**EXERCISE PROMPT**
Leave out every picture, and return exactly the lines from the line containing "Would you mind pointing out the white silo" through the end of the records below, both inclusive.

**DATA TO PROCESS**

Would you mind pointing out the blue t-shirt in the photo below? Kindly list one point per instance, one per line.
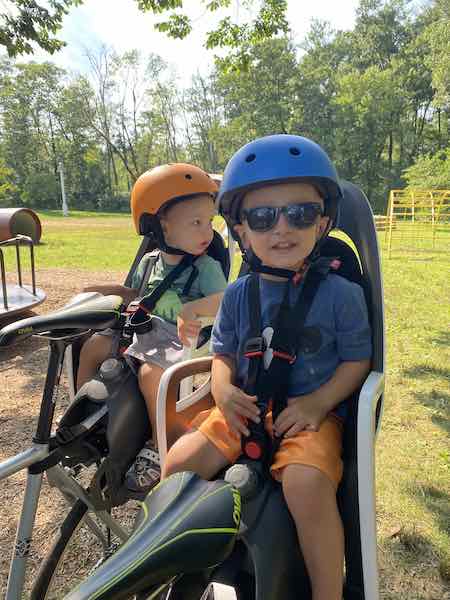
(337, 320)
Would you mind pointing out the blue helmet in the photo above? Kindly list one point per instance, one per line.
(278, 159)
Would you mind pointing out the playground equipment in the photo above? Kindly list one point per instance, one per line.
(418, 221)
(191, 539)
(19, 227)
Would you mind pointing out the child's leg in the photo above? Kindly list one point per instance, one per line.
(93, 352)
(311, 499)
(194, 452)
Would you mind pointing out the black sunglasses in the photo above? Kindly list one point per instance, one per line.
(264, 218)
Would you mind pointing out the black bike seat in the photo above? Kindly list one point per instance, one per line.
(97, 313)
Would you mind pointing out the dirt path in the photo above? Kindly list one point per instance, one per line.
(22, 373)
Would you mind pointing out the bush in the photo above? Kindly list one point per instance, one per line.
(430, 172)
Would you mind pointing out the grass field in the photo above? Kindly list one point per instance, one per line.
(413, 450)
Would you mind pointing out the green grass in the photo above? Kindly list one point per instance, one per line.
(88, 241)
(80, 214)
(413, 451)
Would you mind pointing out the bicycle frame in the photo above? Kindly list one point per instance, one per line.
(34, 460)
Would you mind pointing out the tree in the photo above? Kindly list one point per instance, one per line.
(37, 21)
(430, 172)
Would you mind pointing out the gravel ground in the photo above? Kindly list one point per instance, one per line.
(22, 373)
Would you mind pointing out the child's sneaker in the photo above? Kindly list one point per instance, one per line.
(145, 472)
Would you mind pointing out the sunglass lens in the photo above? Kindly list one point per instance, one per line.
(261, 218)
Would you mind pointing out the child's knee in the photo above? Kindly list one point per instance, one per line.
(305, 486)
(149, 374)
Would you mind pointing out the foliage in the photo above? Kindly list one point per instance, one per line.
(8, 190)
(38, 22)
(375, 97)
(430, 172)
(30, 21)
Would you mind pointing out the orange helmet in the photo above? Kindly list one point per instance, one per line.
(162, 185)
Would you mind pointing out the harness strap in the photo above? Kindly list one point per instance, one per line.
(148, 303)
(151, 259)
(189, 283)
(271, 385)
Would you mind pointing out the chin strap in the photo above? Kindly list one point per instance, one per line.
(256, 266)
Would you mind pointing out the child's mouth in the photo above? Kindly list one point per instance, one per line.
(283, 246)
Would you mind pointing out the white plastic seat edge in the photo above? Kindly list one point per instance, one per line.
(369, 396)
(181, 404)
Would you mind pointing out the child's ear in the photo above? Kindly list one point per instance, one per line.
(163, 224)
(323, 224)
(240, 230)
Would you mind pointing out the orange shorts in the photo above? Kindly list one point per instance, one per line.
(320, 449)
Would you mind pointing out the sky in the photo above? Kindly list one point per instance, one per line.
(120, 25)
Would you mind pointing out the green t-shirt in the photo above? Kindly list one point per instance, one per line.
(210, 280)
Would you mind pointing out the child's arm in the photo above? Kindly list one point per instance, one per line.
(128, 294)
(308, 411)
(187, 322)
(234, 404)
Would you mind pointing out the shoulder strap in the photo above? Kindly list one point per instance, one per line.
(254, 345)
(271, 386)
(151, 259)
(189, 283)
(148, 303)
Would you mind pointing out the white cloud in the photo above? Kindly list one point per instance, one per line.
(119, 24)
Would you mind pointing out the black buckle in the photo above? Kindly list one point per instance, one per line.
(64, 436)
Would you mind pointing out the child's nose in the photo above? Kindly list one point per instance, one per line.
(282, 224)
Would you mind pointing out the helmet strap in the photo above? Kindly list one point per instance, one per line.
(150, 226)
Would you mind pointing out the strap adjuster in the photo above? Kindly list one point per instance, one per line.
(255, 347)
(291, 358)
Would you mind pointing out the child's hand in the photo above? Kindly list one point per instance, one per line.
(236, 407)
(304, 412)
(188, 326)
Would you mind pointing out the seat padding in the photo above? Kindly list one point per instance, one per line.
(98, 313)
(187, 525)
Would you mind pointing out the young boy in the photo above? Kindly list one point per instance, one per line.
(174, 204)
(281, 194)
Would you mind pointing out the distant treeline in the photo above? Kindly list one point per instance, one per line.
(377, 98)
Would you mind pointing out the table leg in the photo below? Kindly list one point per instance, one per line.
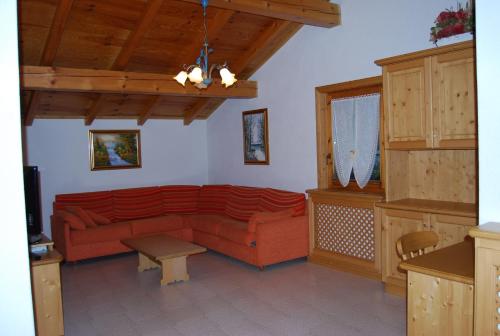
(174, 269)
(145, 263)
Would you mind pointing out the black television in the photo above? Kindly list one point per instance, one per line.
(32, 200)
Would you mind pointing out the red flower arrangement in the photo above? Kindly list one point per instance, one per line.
(450, 22)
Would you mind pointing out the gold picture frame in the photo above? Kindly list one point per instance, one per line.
(114, 149)
(255, 137)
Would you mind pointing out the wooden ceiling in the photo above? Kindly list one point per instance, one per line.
(107, 59)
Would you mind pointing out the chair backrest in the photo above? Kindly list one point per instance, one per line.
(413, 244)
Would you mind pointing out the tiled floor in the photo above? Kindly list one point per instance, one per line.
(225, 297)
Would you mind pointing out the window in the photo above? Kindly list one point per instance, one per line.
(327, 177)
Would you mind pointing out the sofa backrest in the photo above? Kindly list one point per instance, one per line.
(212, 199)
(100, 202)
(180, 199)
(137, 203)
(237, 202)
(243, 202)
(273, 200)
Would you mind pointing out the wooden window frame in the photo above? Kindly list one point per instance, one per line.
(325, 162)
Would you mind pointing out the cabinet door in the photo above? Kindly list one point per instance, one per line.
(453, 100)
(396, 223)
(406, 101)
(451, 229)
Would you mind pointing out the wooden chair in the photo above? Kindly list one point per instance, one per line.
(414, 244)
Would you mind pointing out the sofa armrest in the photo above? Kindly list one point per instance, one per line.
(60, 234)
(282, 240)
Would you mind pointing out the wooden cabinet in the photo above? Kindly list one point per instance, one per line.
(406, 105)
(487, 279)
(398, 220)
(429, 98)
(441, 292)
(453, 100)
(46, 283)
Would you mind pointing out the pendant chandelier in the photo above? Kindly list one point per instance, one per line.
(200, 74)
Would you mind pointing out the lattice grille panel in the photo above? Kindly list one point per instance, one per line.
(345, 230)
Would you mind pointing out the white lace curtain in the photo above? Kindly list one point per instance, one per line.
(355, 137)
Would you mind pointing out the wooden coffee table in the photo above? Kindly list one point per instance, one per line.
(166, 252)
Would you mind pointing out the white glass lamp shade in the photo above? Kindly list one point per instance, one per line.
(228, 78)
(196, 75)
(181, 78)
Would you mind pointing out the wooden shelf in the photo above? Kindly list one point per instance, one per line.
(436, 207)
(426, 53)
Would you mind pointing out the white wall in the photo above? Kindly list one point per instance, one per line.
(16, 307)
(313, 57)
(171, 154)
(488, 72)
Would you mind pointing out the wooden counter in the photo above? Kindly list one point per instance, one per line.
(454, 263)
(441, 292)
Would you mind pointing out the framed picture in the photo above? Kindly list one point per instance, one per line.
(116, 149)
(255, 137)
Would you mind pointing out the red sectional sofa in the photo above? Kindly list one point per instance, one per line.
(260, 226)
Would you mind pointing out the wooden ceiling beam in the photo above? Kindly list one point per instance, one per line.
(256, 50)
(319, 13)
(148, 110)
(40, 78)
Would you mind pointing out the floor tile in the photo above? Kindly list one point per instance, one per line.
(107, 296)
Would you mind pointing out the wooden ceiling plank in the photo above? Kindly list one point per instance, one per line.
(93, 111)
(275, 30)
(145, 22)
(32, 107)
(148, 110)
(110, 81)
(56, 31)
(310, 12)
(49, 52)
(152, 8)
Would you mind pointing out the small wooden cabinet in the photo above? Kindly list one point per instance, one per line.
(406, 216)
(441, 292)
(429, 98)
(47, 299)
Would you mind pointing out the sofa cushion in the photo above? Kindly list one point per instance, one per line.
(264, 217)
(273, 200)
(212, 199)
(180, 199)
(98, 219)
(75, 222)
(100, 202)
(236, 231)
(82, 214)
(157, 224)
(103, 233)
(243, 202)
(206, 223)
(137, 203)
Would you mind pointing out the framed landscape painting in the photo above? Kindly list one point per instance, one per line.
(255, 137)
(117, 149)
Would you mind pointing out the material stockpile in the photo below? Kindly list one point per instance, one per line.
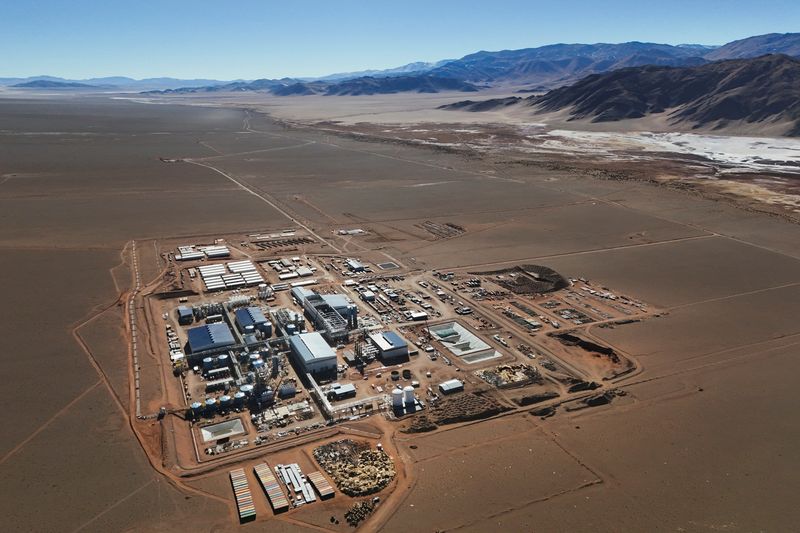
(461, 408)
(527, 279)
(505, 376)
(359, 512)
(356, 469)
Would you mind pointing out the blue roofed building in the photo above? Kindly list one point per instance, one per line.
(210, 337)
(312, 355)
(392, 348)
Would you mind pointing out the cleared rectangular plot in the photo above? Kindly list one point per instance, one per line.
(682, 272)
(489, 475)
(550, 231)
(709, 328)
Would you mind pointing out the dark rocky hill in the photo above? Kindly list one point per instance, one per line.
(754, 90)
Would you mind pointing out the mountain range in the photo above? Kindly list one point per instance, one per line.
(532, 70)
(763, 90)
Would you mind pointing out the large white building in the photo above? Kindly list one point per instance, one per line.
(312, 354)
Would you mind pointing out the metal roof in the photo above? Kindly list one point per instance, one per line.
(250, 316)
(337, 301)
(210, 336)
(311, 347)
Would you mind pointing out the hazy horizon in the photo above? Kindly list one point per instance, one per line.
(253, 39)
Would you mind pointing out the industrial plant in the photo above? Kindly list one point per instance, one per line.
(268, 349)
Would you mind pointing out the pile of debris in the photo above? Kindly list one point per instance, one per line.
(359, 512)
(463, 408)
(420, 424)
(507, 376)
(356, 469)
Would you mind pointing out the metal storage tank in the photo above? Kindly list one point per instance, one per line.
(267, 396)
(211, 405)
(408, 394)
(397, 398)
(225, 402)
(238, 399)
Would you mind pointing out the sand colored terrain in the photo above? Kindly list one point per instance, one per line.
(710, 406)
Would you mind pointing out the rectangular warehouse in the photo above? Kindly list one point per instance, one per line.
(270, 485)
(312, 354)
(391, 347)
(333, 315)
(210, 337)
(185, 315)
(354, 265)
(250, 319)
(244, 499)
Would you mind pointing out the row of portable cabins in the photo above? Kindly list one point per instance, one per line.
(244, 498)
(270, 485)
(279, 502)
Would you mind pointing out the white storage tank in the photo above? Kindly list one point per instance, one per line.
(397, 398)
(238, 399)
(225, 402)
(408, 394)
(211, 406)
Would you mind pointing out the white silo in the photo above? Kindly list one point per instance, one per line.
(397, 398)
(408, 394)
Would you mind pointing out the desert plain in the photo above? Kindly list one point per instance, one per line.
(703, 440)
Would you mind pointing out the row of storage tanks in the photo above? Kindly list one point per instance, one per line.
(225, 402)
(404, 396)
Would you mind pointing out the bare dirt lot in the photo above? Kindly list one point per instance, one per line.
(712, 401)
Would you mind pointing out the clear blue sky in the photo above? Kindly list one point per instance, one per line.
(227, 39)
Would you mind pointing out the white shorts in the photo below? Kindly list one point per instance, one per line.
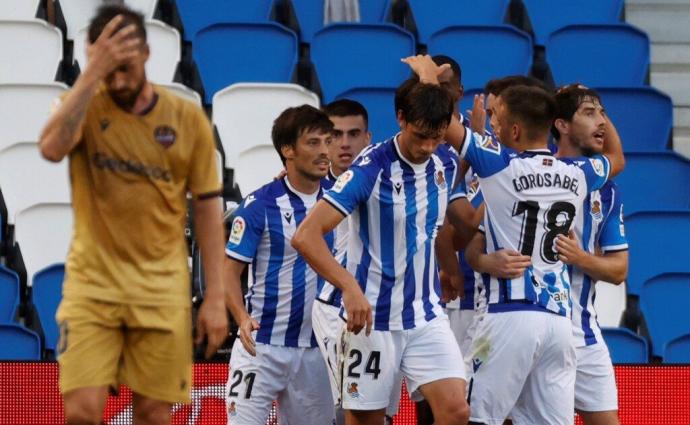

**EXERCISE ANSWER**
Would you mind pointing out the white silo in the photo above? Kindly list one point per instance, one per line.
(397, 398)
(408, 394)
Would you mind pointing out the desert plain in the photo above? Kindly list one point per instance, one per line.
(703, 440)
Would you mind pointing out the row of storage tanks in the photo above? Kindly list one point per instance, one per line.
(225, 402)
(404, 396)
Would you mind pointing out the bare dirt lot in the photo above? Kindly list one point per instance, one per line.
(712, 401)
Would you mind pointing out the clear blue sky in the photo above? Kindly list one point per instance, one per line.
(227, 39)
Would you mind pointing out the white shorts in the photo below? Kindly list one point per instance, one per line.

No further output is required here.